◆ INSTRUCTIONS FOR THE TASK: Copy out the payment flexibility piece below word for word, in full.

◆ EXERCISE TEXT:

____________

Our perspective: Why payment flexibility is now business-critical
Here’s the uncomfortable truth that most business owners don’t want to hear: every missed payment option is a self-inflicted problem. Nobody is forcing a business to use an outdated terminal that doesn’t accept Apple Pay or a standalone card reader that doesn’t feed into stock management. Those are choices — often made to avoid short-term cost — that end up costing far more in lost revenue.
We see this pattern consistently. A business owner invests in great staff, a well-designed shop floor, or quality ingredients. Then, at the very last step of the customer journey, the payment experience falls flat. The customer wanted to tap their phone. The machine didn’t support it. The sale was lost. All that effort, undone at checkout.
The contrarian view here is this: payment flexibility is not an IT overhead. It’s a customer retention strategy. When you frame it that way, the investment looks very different. A modern, integrated payment stack doesn’t just process transactions — it reduces queues, eliminates manual reconciliation, and gives you the reporting data you need to run a leaner operation.
The businesses getting this right are the ones treating their retail POS strategy as a commercial decision rather than a technical one. They’re asking “what does this enable?” rather than “what does this cost?” And the answers are compelling: faster service, fewer errors, better data, and more completed sales.

____________

◆ SUPPLIED MATERIAL:
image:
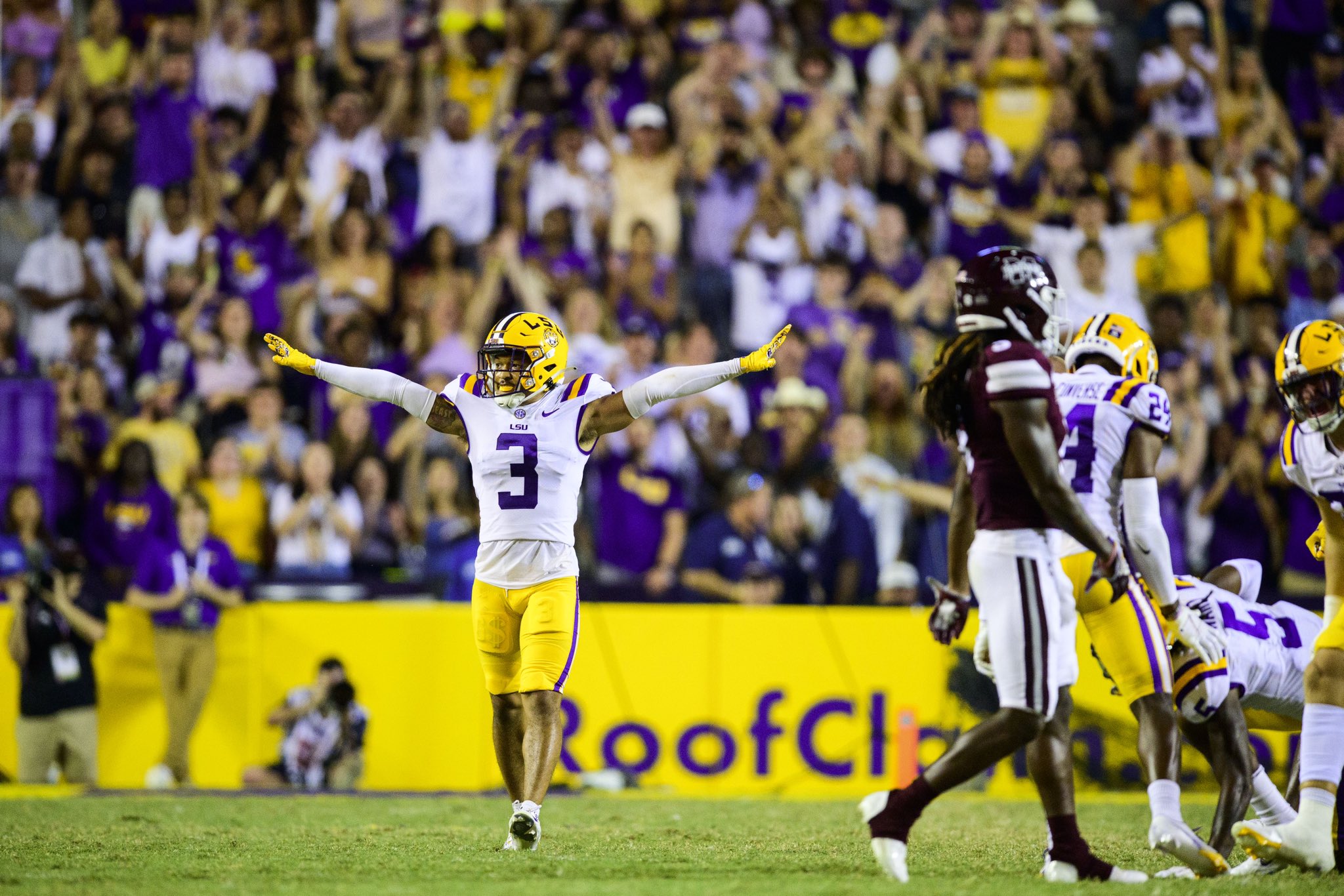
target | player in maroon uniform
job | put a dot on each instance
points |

____________

◆ WORKED SOLUTION:
Our perspective: Why payment flexibility is now business-critical
Here’s the uncomfortable truth that most business owners don’t want to hear: every missed payment option is a self-inflicted problem. Nobody is forcing a business to use an outdated terminal that doesn’t accept Apple Pay or a standalone card reader that doesn’t feed into stock management. Those are choices — often made to avoid short-term cost — that end up costing far more in lost revenue.
We see this pattern consistently. A business owner invests in great staff, a well-designed shop floor, or quality ingredients. Then, at the very last step of the customer journey, the payment experience falls flat. The customer wanted to tap their phone. The machine didn’t support it. The sale was lost. All that effort, undone at checkout.
The contrarian view here is this: payment flexibility is not an IT overhead. It’s a customer retention strategy. When you frame it that way, the investment looks very different. A modern, integrated payment stack doesn’t just process transactions — it reduces queues, eliminates manual reconciliation, and gives you the reporting data you need to run a leaner operation.
The businesses getting this right are the ones treating their retail POS strategy as a commercial decision rather than a technical one. They’re asking “what does this enable?” rather than “what does this cost?” And the answers are compelling: faster service, fewer errors, better data, and more completed sales.